GOAL A – Duplicate the passage on parallel ligand processing from "Our implementations generate" to "channel ligands .".

PASSAGE PROVIDED –

Our implementations generate all of the candidate ligands before proceeding to process any of them. As mentioned in exercises, it might be reasonable to generate new ligands as a result of processing. The implementations dd_serial.cpp and dd_boost.cpp use a queue of ligands to generate the “map” stage work, and could be adapted to enable new ligands to be generated while others are being processed. We could also modify the Go implementation dd_go.go similarly, since we could dynamically add new ligands to the channel ligands .
The amount of time it takes to process a ligand depends greatly on its length. This sometimes shows up in tests of performance: testing a few more ligands might require a great deal more time to compute. This may or may not fit with the computational pattern of a realistic docking algorithm. If one wants to model more consistent running time per ligand, the minimum length of ligands could be raised or lengths of ligands could be held constant.

The impact of scheduling threads. The way we schedule work for threads in our various parallel implmenentations may have a sizable impact on running time, since different ligands may vary greatly in computational time in our simplified model.

By default, OpenMP’s omp parallel for , as used by dd_omp.cpp, presumably divides the vector of ligands into roughly equal segments, one per thread. With small nligands , if one segment contains more lengthy ligands than another, it may disproportionately extend the running time of the entire program, with one thread taking considerably longer than the others. With large nligands , we expect less variability in the computational load for the threads.

In our Boost thread implementation dd_boost.cpp, each thread draws a new ligand to process as soon as it finishes its current ligand. Likewise, the Go code dd_go.go draws ligands from the channel named ligands . This scheduling strategy should have a load-balancing effect, unless a thread draws a long ligand late in the “map” stage.

One might try re-ording the generated ligands in order to achieve better load balancing.
For example, if ligands were sorted from longest to shortest before the “map” stage in the Boost thread implementation, the amount of imbalance of loads is limited by the shortness of the final ligands.

Barriers to performance improvement. The degree of parallelism in these implementations is theoretically limited by the implicit barrier after each stage of processing. In all of our implementations, the task generation stage produces all ligands before proceeding to any the “map” stage. In a different algorithm, parallel processing of ligands might begin as soon as those ligands appear in the task queue. We wouldn’t expect much speedup from this optimization in our example, since generating a ligand requires little time, but generation of tasks might take much longer in other problems, and allowing threads to process those tasks sooner might increase performance in those cases.

The “map” stage produces all key-value pairs before those pairs are sorted and reduced. This barrier occurs implicitly when finishing the omp parallel for pragma in our OpenMP implementation dd_omp.cpp, and as part of the map-reduce framework Hadoop used by dd_hadoop.java. That barrier appears explicitly in the loop of join() calls in our Boost threads code dd_boost.cpp. At the point of the barrier, some threads (or processes) have nothing to do while other threads complete their work.

Perhaps threads that finish early could help carry out a parallel sort of the pairs, for better thread utilization, but identifying and implementing such as sort takes us beyond the scope of this example. The other stages are executed sequentially, and the “barrier” after each of those stages has no effect on computation time.

The convenience of a framework. Using a map-reduce framework such as Hadoop enables a programmer to reuse an effective infrastructure of parallel code, for greater productivity and reliability. A Hadoop implementation hides parallel algorithm complexities such as managing the granularity, load balancing, collective communication, synchronization to maintain the thread-safe task queue, are common to map-reduce problems and easily represented in a general map-reduce framework. Also, the fault-tolerance properties of Hadoop makes that tool scalable for computing with extremely large data on very large clusters.

GIVEN DATA –

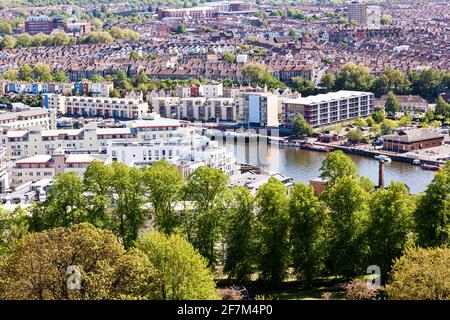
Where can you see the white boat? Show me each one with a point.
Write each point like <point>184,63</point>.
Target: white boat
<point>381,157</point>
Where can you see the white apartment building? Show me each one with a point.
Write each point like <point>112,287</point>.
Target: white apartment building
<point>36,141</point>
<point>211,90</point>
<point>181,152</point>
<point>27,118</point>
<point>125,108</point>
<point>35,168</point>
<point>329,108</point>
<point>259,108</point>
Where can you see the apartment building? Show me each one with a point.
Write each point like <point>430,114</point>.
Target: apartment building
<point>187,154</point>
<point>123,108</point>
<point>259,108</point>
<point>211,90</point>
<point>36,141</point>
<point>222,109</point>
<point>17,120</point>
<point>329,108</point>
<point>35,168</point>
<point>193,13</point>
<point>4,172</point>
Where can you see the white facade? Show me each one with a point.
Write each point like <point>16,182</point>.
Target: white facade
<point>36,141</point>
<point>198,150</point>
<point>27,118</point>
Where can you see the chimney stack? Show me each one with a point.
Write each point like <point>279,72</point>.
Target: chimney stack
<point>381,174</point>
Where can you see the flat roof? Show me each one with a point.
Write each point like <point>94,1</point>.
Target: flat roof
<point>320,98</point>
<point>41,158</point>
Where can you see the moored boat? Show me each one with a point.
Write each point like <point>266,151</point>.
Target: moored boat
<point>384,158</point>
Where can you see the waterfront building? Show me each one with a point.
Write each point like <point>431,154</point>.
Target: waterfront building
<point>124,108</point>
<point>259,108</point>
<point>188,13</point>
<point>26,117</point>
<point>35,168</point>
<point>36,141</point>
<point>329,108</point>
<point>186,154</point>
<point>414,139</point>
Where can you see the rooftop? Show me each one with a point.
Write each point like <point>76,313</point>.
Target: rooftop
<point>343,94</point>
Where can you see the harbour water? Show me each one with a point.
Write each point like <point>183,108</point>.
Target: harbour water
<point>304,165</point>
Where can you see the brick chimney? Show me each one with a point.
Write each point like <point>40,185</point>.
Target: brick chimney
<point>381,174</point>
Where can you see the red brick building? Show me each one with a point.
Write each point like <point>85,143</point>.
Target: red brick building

GOAL B – Reproduce only the lines of the records from the line that contains "Where can you see the apartment" through the end of the records, swapping "Target" for "Object" and leaving everything else unchanged.

FINISHED ANSWER A –
Our implementations generate all of the candidate ligands before proceeding to process any of them. As mentioned in exercises, it might be reasonable to generate new ligands as a result of processing. The implementations dd_serial.cpp and dd_boost.cpp use a queue of ligands to generate the “map” stage work, and could be adapted to enable new ligands to be generated while others are being processed. We could also modify the Go implementation dd_go.go similarly, since we could dynamically add new ligands to the channel ligands .

FINISHED ANSWER B –
Where can you see the apartment building? Show me each one with a point.
Write each point like <point>430,114</point>.
Object: apartment building
<point>187,154</point>
<point>123,108</point>
<point>259,108</point>
<point>211,90</point>
<point>36,141</point>
<point>222,109</point>
<point>17,120</point>
<point>329,108</point>
<point>35,168</point>
<point>193,13</point>
<point>4,172</point>
Where can you see the white facade? Show me each one with a point.
Write each point like <point>16,182</point>.
Object: white facade
<point>36,141</point>
<point>198,150</point>
<point>27,118</point>
Where can you see the chimney stack? Show me each one with a point.
Write each point like <point>279,72</point>.
Object: chimney stack
<point>381,174</point>
Where can you see the flat roof? Show me each one with a point.
Write each point like <point>94,1</point>.
Object: flat roof
<point>320,98</point>
<point>41,158</point>
Where can you see the moored boat? Show me each one with a point.
Write each point like <point>266,151</point>.
Object: moored boat
<point>384,158</point>
Where can you see the waterfront building? Show me each one with a point.
Write each point like <point>431,154</point>.
Object: waterfront building
<point>124,108</point>
<point>259,108</point>
<point>188,13</point>
<point>26,117</point>
<point>35,168</point>
<point>36,141</point>
<point>329,108</point>
<point>186,154</point>
<point>414,139</point>
Where can you see the rooftop? Show me each one with a point.
Write each point like <point>76,313</point>.
Object: rooftop
<point>343,94</point>
Where can you see the harbour water? Show me each one with a point.
Write each point like <point>183,108</point>.
Object: harbour water
<point>304,165</point>
Where can you see the brick chimney? Show me each one with a point.
Write each point like <point>40,185</point>.
Object: brick chimney
<point>381,174</point>
Where can you see the red brick building? Show me each one with a point.
Write each point like <point>85,143</point>.
Object: red brick building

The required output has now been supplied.